[START EXERCISE INPUTS]

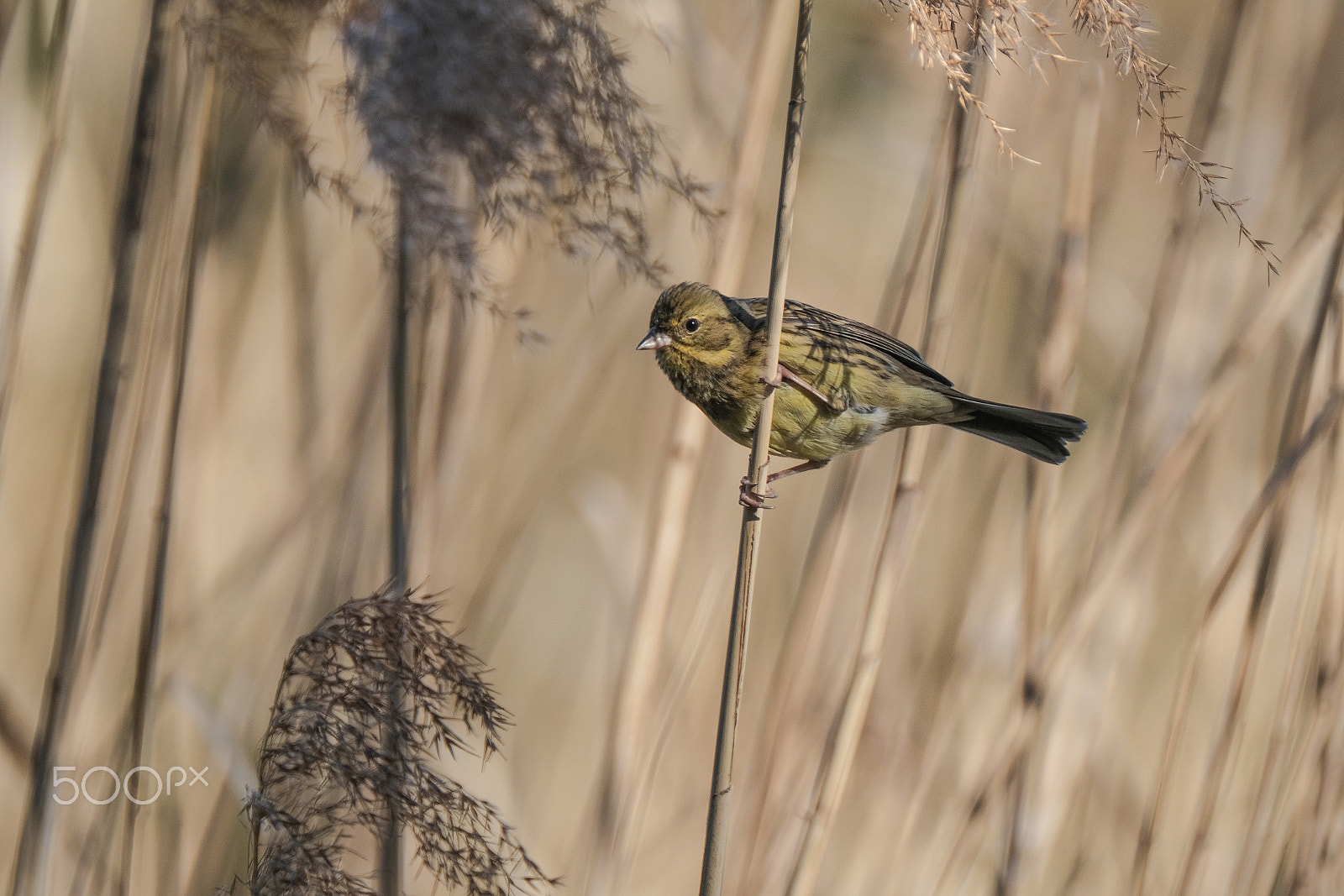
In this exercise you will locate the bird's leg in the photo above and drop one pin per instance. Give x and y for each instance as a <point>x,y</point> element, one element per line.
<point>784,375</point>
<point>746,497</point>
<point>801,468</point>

[END EXERCISE INPUTS]
[START EXERCISE INPUTS]

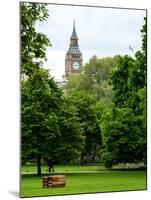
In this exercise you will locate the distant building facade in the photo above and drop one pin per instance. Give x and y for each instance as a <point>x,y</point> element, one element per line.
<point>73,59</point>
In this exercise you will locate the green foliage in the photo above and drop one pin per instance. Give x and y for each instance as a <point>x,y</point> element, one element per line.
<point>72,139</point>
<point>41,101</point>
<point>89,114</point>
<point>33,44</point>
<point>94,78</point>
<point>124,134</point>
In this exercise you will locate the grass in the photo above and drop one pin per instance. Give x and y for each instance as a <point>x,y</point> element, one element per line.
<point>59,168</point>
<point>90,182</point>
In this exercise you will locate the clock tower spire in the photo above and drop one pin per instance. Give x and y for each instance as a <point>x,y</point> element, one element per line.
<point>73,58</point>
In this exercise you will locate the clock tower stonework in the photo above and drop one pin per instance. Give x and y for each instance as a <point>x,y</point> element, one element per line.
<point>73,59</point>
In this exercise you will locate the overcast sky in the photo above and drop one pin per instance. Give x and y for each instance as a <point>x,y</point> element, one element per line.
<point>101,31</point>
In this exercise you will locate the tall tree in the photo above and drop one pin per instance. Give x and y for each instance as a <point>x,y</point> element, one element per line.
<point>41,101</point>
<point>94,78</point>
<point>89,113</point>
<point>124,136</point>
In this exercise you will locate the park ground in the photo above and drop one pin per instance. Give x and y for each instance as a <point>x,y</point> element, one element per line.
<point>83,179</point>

[END EXERCISE INPUTS]

GOAL OF THE EXERCISE →
Copy the records verbatim, starting with the line that contains "In this exercise you will locate the bird's" and going on through the line that contains "<point>801,468</point>", both lines included.

ANSWER TO THE PROBLEM →
In this exercise you will locate the bird's leg in the photo above and drop one pin per instance. Give x and y for each instance as a <point>x,y</point> element, one element per line.
<point>784,375</point>
<point>746,497</point>
<point>801,468</point>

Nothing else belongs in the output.